- Brano di lettura -
· · · ·

Ora sono occupato a farmi un nome migliore
Narrato dal capo indiano William Jeffrey
NEL 1982 il Museo della Columbia Britannica settentrionale pubblicò un opuscolo intitolato Totem Poles of Prince Rupert (Pali totemici di Prince Rupert). Dei 22 pali totemici lì raffigurati, 15 li ho scolpiti io. A Prince Rupert c’è una delle più ricche collezioni di pali totemici, di altezza variabile dai 10 ai 20 metri, e oltre 20 di essi sono opera mia.
Comunque, fu solo dopo essere andato in pensione nel 1960 che cominciai a dedicare tutto il mio tempo all’attività di scolpire pali totemici, e allora scolpivo pali soprattutto per sostituire quelli originali andati distrutti per l’azione degli agenti atmosferici o per deterioramento. Ho scolpito pali per i musei di tutto il mondo e per esposizioni speciali come quelle di Prince Rupert. Mentre si sarebbero potuti acquistare molti pali totemici per mille dollari, i miei, per la loro qualità, mi fruttavano fino a 12.000 dollari e più. Uno dei miei pali totemici fu scelto fra molti per commemorare il centenario della Columbia Britannica (1871-1971). Scolpii un palo totemico di 56 centimetri su un pezzo di giada. Richiese nove mesi di lavoro, è valutato 75.000 dollari e ora è esposto a Birks (Vancouver).
Perciò mi sono già fatto un nome come scultore di pali totemici. Ma ora sono occupato a farmi un nome migliore.
Cominciamo dal principio, un principio che fu di per sé fuori del comune. Nacqui nel 1899, poco più a nord del villaggio di Port Simpson, nella Columbia Britannica. Non solo i miei genitori erano indiani della tribù tsimshian, ma erano anche della discendenza dei capi. Questo mi dava la possibilità di diventare un grande capo per diritto ereditario.
Fui allevato dai miei nonni; mio padre era morto cadendo da una roccia mentre andava a caccia. Ricordo che ero ancora piccolo quando il nonno mi mise in mano un arnese per scolpire e un pezzo di legno e mi iniziò all’arte, dandomi alcune istruzioni su come scolpire i pali totemici. Mostrai attitudine per questo lavoro, ma solo molti anni dopo mi sarei dedicato seriamente a questa attività.

· · · ·

- Materiale estratto -
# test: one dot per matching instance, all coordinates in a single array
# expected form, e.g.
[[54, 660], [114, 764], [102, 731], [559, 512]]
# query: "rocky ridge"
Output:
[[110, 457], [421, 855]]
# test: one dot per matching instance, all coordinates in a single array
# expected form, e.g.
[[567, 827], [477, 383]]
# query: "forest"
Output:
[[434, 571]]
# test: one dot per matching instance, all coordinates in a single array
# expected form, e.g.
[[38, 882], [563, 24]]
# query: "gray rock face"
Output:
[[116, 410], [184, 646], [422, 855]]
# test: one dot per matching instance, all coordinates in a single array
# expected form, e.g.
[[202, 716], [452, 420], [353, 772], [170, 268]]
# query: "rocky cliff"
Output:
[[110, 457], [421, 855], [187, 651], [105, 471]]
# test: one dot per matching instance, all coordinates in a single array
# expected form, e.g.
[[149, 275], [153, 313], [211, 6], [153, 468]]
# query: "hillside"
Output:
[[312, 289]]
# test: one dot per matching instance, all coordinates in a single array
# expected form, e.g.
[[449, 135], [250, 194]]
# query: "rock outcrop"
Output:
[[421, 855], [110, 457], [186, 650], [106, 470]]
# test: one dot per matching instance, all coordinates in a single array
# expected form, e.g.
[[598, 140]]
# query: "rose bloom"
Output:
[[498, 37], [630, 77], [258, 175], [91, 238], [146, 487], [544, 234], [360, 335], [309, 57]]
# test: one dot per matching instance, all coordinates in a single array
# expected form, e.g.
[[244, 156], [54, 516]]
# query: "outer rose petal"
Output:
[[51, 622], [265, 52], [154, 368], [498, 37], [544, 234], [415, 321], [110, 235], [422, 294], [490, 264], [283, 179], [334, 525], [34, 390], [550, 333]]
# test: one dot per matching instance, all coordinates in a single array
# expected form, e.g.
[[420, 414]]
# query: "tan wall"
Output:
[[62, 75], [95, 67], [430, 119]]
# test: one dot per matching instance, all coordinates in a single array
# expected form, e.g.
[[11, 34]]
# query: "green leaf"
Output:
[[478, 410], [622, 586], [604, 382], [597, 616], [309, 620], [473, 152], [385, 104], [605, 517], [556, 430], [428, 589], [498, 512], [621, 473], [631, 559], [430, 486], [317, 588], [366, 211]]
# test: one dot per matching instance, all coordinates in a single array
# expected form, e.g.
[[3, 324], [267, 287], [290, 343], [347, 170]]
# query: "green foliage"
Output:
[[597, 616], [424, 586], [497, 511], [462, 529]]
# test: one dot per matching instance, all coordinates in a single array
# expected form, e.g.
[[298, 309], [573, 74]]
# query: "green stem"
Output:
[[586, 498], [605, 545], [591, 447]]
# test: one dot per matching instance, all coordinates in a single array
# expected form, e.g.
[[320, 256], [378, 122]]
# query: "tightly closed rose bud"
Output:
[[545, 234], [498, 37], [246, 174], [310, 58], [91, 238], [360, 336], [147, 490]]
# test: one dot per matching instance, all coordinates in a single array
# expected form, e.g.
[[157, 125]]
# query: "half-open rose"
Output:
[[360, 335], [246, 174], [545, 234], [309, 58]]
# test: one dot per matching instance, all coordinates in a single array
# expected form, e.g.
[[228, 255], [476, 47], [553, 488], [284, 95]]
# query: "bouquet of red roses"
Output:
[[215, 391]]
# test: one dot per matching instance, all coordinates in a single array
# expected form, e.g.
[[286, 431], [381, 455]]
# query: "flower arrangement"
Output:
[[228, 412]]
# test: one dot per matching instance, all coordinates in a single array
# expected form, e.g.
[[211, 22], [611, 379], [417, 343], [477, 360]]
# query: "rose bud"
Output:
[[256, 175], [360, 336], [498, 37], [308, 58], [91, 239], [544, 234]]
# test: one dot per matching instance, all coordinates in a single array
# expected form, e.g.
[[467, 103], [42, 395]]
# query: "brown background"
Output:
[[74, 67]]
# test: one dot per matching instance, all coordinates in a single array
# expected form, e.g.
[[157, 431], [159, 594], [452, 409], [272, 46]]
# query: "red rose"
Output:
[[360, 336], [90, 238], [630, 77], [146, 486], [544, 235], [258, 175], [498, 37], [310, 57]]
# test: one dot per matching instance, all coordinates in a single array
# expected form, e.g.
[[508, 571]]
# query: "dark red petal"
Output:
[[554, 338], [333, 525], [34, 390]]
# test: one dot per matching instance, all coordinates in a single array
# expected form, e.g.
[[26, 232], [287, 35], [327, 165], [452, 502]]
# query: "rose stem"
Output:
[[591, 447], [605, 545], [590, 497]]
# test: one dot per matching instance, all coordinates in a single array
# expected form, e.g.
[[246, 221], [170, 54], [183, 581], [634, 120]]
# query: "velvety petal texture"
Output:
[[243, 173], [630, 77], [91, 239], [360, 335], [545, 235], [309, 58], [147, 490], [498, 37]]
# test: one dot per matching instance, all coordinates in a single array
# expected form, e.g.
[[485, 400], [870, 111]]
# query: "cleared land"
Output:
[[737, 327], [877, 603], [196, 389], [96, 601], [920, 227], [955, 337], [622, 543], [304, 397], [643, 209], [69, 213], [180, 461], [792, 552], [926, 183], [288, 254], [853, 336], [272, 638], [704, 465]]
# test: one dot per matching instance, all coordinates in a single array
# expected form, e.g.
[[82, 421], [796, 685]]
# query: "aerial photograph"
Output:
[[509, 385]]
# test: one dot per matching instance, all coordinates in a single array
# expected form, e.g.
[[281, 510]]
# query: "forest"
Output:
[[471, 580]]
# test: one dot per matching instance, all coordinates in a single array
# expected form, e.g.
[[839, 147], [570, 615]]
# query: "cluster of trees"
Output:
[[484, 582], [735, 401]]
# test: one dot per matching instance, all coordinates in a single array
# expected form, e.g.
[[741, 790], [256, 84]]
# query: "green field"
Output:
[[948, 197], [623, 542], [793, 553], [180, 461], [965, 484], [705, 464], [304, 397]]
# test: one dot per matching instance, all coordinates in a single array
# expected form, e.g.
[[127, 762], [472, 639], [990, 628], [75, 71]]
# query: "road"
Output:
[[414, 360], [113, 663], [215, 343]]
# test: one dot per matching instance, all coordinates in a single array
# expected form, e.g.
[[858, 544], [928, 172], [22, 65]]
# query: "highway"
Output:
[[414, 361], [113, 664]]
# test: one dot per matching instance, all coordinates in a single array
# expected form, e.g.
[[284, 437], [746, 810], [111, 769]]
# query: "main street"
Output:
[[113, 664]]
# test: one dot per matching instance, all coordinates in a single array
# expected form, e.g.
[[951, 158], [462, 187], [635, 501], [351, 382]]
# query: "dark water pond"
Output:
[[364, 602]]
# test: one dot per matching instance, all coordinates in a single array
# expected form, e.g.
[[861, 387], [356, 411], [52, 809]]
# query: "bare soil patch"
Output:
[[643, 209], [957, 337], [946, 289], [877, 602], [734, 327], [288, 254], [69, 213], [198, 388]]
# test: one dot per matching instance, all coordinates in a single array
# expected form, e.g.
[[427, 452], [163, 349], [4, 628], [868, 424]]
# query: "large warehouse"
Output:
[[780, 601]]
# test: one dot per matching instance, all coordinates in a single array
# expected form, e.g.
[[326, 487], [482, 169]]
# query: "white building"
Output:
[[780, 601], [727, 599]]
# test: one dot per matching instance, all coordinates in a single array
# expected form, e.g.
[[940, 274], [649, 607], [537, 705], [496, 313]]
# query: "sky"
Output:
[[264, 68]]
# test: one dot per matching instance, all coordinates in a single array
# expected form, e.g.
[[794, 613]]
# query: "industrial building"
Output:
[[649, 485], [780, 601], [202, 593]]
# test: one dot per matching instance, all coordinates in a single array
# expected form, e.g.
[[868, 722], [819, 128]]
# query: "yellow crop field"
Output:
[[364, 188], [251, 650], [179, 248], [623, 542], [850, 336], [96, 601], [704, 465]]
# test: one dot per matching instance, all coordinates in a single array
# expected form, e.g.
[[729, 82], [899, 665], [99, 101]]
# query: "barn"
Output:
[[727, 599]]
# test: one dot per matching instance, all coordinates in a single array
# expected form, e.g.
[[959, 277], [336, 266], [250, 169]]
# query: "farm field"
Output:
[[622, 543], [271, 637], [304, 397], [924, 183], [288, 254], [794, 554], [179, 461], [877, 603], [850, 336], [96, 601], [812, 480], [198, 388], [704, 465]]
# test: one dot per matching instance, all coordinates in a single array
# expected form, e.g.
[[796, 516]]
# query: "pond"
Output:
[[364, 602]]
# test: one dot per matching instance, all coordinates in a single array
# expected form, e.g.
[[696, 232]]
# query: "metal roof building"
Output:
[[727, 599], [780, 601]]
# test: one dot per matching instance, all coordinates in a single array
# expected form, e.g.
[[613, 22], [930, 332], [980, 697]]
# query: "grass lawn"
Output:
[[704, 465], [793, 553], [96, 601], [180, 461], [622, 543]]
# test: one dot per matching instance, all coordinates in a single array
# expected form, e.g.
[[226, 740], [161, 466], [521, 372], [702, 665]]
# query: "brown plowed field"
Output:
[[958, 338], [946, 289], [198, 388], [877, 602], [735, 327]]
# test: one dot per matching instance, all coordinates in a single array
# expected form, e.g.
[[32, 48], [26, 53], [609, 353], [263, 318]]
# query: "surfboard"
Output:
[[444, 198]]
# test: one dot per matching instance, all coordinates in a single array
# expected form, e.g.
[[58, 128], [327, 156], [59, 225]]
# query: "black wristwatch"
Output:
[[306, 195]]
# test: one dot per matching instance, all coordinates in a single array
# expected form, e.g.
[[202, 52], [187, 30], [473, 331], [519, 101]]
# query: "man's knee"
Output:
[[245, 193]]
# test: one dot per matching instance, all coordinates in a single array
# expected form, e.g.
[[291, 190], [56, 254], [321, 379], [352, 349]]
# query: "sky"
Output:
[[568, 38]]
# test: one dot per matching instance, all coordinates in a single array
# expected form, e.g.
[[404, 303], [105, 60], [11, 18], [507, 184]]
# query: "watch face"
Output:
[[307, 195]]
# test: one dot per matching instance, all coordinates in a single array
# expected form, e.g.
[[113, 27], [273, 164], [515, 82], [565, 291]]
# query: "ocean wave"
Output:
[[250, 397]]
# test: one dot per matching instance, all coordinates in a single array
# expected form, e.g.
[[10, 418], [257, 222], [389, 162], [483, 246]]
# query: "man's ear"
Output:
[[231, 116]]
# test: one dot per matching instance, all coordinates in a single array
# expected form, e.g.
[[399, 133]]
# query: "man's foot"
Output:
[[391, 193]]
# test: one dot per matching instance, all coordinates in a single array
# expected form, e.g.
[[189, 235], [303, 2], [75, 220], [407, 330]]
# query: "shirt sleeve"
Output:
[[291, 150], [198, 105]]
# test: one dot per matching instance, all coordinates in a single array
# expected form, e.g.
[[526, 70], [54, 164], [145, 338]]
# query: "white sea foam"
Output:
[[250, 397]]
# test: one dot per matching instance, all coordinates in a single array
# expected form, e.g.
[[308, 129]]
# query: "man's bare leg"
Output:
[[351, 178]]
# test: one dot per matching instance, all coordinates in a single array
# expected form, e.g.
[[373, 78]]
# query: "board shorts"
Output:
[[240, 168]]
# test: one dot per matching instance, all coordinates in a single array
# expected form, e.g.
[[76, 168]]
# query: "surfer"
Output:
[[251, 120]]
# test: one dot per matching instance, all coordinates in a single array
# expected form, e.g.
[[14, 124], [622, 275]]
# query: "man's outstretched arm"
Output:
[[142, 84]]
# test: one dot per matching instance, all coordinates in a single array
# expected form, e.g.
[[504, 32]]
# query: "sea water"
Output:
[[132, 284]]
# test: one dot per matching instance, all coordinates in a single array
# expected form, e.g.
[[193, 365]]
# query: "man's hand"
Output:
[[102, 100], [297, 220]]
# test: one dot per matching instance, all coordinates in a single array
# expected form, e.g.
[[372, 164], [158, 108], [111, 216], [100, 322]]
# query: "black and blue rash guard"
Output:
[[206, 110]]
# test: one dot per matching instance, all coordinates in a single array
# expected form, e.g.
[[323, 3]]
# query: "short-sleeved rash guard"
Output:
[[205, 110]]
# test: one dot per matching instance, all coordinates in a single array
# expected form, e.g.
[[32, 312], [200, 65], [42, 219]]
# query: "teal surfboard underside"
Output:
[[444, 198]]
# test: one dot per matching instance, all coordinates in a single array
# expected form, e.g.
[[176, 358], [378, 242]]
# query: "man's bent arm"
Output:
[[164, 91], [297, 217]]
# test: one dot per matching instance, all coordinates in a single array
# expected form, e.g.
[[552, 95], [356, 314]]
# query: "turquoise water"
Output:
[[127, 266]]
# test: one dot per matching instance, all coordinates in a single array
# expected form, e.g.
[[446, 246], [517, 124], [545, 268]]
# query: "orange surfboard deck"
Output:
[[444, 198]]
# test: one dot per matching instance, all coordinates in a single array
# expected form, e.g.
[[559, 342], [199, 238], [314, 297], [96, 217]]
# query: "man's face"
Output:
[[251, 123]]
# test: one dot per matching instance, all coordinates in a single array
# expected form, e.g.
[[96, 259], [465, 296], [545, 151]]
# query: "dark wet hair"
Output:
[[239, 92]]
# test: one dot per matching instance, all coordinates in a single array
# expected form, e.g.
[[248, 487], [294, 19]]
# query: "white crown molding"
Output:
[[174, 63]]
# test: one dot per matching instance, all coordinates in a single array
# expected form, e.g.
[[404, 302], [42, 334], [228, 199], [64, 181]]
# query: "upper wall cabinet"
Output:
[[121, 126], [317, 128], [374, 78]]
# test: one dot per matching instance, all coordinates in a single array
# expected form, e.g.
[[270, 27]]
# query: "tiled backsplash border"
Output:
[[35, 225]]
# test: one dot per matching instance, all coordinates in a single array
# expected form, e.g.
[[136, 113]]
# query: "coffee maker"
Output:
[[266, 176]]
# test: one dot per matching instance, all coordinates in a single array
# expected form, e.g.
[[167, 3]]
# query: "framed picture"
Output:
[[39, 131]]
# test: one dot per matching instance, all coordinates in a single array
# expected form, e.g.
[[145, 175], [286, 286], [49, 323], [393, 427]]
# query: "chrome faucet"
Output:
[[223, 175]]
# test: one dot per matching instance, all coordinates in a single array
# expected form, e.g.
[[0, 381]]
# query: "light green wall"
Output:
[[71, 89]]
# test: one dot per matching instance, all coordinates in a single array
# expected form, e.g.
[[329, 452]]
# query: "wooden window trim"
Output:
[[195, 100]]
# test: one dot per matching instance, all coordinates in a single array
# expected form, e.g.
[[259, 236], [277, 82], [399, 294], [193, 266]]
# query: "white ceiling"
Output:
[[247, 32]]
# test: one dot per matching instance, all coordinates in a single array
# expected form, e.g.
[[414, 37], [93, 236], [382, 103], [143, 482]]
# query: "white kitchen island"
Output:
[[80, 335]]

· · · ·

Fornisci il seguito del brano sullo scultore di pali totemici, partendo subito dopo la sua ultima frase. L'elenco riportato sopra non è necessario.

Dopo la morte dei miei nonni entrai in un orfanotrofio e in seguito, dal 1914 al 1917, frequentai una scuola per gli indiani. Volevo andare all’università e diventare avvocato, ma gli indiani che andavano all’università dovevano studiare per diventare predicatori. Il fatto è che a questo punto gli indiani erano stati messi nelle riserve, e queste riserve erano distribuite come carte da gioco fra le chiese: una ai metodisti, un’altra alla Chiesa Unita, un’altra all’Esercito della Salvezza, un’altra ai cattolici, e così via. La mia fu assegnata ai metodisti. Ogni riserva aveva la sua scuola parrocchiale. Gli insegnanti non erano veramente qualificati, l’insegnamento era scadente, e a quell’epoca non era permesso agli indiani di frequentare le scuole pubbliche.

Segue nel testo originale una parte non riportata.